How to complete this task =
Among the entries below, one stretch runs from the line that contains "Query: Where is the black" through the line that contains "Query: Where is the butterfly head". Repeat that stretch exactly, ends included, and only that.

Collected data =
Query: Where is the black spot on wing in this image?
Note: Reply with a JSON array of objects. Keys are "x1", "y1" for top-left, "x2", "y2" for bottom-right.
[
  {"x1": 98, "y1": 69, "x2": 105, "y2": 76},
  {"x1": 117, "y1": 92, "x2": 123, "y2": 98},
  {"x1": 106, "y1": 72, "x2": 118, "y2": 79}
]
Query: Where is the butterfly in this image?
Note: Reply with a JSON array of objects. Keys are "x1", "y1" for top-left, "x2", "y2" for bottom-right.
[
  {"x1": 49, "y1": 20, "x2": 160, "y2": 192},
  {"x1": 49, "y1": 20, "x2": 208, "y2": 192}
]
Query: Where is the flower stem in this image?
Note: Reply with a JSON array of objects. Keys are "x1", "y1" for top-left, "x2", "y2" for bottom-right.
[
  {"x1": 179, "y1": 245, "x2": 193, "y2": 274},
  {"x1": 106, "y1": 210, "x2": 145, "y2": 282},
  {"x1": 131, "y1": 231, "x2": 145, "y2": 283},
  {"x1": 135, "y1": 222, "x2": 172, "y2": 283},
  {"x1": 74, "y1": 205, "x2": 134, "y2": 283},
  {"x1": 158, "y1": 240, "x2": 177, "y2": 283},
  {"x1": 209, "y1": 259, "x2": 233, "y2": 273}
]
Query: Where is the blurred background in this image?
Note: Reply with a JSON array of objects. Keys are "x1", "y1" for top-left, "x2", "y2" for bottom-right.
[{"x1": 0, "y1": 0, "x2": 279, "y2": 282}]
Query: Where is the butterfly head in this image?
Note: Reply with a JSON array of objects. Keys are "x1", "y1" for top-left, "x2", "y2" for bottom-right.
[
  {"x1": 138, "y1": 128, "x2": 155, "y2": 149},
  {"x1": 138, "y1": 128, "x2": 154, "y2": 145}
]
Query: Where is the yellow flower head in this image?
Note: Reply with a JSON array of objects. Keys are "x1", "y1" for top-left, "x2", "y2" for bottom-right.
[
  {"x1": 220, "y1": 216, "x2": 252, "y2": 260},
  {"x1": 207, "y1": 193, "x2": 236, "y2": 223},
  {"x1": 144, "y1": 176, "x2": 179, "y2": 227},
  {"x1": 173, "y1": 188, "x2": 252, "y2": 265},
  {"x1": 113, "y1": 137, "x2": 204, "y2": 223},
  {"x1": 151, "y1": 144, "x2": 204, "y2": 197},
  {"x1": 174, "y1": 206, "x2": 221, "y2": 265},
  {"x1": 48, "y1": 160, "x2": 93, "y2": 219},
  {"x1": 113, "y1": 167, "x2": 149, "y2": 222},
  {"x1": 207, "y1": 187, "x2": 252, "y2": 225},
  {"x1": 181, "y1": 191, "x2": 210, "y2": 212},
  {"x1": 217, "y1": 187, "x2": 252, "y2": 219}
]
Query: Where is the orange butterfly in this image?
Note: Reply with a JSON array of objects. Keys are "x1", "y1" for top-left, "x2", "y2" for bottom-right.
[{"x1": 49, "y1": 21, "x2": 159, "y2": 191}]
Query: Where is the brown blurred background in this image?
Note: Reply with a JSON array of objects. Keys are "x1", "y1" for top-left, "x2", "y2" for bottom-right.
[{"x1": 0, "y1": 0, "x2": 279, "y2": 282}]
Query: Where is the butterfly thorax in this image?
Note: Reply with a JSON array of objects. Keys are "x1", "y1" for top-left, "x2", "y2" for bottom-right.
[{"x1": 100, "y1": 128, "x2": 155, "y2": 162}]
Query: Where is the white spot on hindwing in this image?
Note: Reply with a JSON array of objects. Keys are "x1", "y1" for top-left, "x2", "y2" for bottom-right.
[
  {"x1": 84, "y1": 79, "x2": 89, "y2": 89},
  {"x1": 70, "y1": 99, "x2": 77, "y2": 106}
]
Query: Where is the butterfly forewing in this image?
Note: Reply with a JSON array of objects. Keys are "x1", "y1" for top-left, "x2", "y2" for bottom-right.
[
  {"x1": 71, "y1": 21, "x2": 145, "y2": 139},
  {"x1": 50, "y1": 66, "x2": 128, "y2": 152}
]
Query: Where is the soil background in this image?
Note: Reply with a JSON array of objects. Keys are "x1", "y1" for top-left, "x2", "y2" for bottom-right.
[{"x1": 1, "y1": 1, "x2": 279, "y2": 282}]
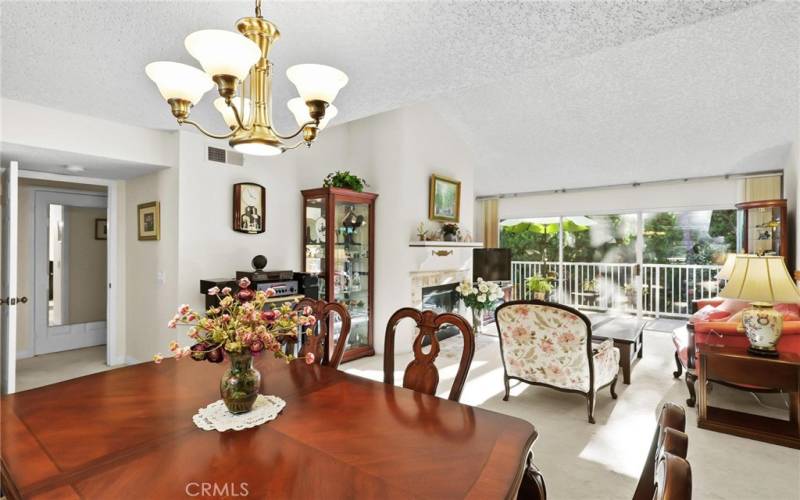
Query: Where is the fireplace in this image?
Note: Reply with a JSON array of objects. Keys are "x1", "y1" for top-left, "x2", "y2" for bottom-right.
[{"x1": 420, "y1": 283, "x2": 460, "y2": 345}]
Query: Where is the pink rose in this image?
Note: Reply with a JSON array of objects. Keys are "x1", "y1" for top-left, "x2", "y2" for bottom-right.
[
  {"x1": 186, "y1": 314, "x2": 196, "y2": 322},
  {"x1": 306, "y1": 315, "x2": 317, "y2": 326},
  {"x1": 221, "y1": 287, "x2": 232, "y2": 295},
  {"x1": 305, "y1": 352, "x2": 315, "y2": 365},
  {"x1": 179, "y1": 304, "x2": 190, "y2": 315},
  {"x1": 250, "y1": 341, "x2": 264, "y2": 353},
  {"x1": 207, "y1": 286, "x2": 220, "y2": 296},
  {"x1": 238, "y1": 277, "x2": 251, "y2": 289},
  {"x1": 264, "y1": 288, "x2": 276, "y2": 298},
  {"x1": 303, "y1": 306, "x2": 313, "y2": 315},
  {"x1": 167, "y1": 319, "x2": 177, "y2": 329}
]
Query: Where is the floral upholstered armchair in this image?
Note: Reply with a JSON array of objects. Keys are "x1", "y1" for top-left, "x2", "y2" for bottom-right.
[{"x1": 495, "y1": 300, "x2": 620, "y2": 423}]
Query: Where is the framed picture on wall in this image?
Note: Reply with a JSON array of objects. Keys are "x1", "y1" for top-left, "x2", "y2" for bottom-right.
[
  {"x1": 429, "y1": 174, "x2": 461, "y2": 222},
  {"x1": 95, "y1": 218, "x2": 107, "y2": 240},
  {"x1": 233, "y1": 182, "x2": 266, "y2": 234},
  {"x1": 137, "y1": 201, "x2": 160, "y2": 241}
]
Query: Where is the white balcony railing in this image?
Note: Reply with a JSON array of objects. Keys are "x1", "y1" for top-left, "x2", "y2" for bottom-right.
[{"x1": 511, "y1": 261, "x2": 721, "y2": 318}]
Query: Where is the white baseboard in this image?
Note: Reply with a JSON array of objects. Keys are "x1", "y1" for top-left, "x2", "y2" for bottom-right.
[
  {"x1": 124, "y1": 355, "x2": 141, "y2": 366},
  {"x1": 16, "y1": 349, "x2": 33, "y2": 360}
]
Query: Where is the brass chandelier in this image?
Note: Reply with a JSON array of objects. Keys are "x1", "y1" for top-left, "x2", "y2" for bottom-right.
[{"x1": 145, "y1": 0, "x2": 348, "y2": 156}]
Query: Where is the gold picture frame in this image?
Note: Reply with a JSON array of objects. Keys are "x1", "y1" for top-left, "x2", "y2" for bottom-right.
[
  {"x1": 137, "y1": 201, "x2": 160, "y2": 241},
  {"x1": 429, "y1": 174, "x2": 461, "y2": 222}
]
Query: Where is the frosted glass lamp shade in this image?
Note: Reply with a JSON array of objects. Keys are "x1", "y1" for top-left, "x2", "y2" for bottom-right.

* * *

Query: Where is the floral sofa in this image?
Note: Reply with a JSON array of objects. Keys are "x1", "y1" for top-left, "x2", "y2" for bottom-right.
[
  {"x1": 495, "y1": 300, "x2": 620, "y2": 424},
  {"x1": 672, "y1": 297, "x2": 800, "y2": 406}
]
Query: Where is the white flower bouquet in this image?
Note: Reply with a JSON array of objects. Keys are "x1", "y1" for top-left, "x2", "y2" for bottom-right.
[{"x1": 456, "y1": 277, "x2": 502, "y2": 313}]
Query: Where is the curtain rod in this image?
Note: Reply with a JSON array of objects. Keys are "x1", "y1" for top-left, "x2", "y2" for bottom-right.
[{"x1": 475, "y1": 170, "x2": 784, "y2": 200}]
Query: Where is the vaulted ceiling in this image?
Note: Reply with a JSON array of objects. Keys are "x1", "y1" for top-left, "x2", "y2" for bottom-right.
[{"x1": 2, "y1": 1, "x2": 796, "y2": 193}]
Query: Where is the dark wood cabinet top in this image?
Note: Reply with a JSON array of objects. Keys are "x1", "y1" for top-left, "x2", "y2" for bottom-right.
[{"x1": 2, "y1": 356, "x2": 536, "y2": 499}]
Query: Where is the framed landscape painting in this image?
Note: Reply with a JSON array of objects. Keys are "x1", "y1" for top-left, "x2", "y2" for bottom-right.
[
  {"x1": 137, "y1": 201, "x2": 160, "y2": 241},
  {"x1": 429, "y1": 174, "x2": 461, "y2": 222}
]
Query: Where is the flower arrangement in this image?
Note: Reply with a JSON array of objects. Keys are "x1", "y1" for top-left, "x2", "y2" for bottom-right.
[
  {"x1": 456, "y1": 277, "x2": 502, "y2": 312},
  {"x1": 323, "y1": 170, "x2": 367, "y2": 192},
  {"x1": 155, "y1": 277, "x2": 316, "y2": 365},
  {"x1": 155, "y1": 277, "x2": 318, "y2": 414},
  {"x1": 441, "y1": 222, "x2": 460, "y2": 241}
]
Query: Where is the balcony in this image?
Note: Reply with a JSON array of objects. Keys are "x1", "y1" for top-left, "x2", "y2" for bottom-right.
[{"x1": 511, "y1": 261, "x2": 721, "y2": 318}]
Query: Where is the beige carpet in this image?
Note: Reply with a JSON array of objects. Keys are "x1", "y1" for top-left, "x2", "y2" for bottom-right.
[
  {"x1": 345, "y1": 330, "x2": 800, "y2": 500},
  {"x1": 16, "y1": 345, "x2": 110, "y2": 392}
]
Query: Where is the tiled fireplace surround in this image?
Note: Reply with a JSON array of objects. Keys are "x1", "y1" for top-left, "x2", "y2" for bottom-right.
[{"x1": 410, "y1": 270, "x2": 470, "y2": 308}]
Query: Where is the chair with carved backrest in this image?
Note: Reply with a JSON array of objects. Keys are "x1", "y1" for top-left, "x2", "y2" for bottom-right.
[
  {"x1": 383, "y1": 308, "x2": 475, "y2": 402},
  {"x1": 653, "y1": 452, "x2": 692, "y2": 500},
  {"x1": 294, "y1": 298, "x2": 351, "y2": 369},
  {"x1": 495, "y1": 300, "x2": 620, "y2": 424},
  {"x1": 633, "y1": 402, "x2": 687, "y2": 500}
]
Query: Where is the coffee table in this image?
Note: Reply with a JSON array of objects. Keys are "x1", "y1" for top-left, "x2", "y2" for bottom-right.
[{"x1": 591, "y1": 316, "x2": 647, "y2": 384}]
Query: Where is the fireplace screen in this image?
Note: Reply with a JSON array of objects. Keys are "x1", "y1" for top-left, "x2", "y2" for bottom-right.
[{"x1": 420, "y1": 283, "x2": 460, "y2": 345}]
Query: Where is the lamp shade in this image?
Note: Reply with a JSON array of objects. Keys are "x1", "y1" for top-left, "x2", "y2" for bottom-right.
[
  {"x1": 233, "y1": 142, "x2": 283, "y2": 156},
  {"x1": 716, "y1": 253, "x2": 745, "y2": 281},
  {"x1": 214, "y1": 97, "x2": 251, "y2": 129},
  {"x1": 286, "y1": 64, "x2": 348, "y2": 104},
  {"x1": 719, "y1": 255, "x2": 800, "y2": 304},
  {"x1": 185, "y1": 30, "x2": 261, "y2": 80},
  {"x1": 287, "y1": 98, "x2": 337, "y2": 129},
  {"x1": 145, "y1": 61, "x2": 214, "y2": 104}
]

Response below =
Query: Where is the black spot on wing in this image?
Note: Reply with a JSON array of objects. Keys are "x1", "y1" for top-left, "x2", "y2" for bottom-right.
[
  {"x1": 98, "y1": 69, "x2": 105, "y2": 76},
  {"x1": 117, "y1": 92, "x2": 123, "y2": 98},
  {"x1": 106, "y1": 72, "x2": 118, "y2": 79}
]
Query: Where is the butterfly in this image?
Note: Reply with a JSON array of objects. Keys are "x1", "y1" for top-left, "x2", "y2" for bottom-right.
[
  {"x1": 49, "y1": 20, "x2": 160, "y2": 192},
  {"x1": 49, "y1": 20, "x2": 208, "y2": 192}
]
Query: Where is the flower stem in this image?
Note: Reply with a JSON array of objects. Keys are "x1", "y1" for top-left, "x2", "y2" for bottom-right.
[
  {"x1": 179, "y1": 245, "x2": 193, "y2": 274},
  {"x1": 106, "y1": 210, "x2": 145, "y2": 282},
  {"x1": 131, "y1": 231, "x2": 145, "y2": 283},
  {"x1": 135, "y1": 222, "x2": 172, "y2": 283},
  {"x1": 74, "y1": 205, "x2": 134, "y2": 283},
  {"x1": 158, "y1": 240, "x2": 177, "y2": 283},
  {"x1": 209, "y1": 259, "x2": 233, "y2": 273}
]
Query: Where is the blurred background in this image?
Note: Reply with a JSON array of objects. Keys are "x1", "y1" for top-left, "x2", "y2" for bottom-right.
[{"x1": 0, "y1": 0, "x2": 279, "y2": 282}]
Query: Where is the butterfly head in this image?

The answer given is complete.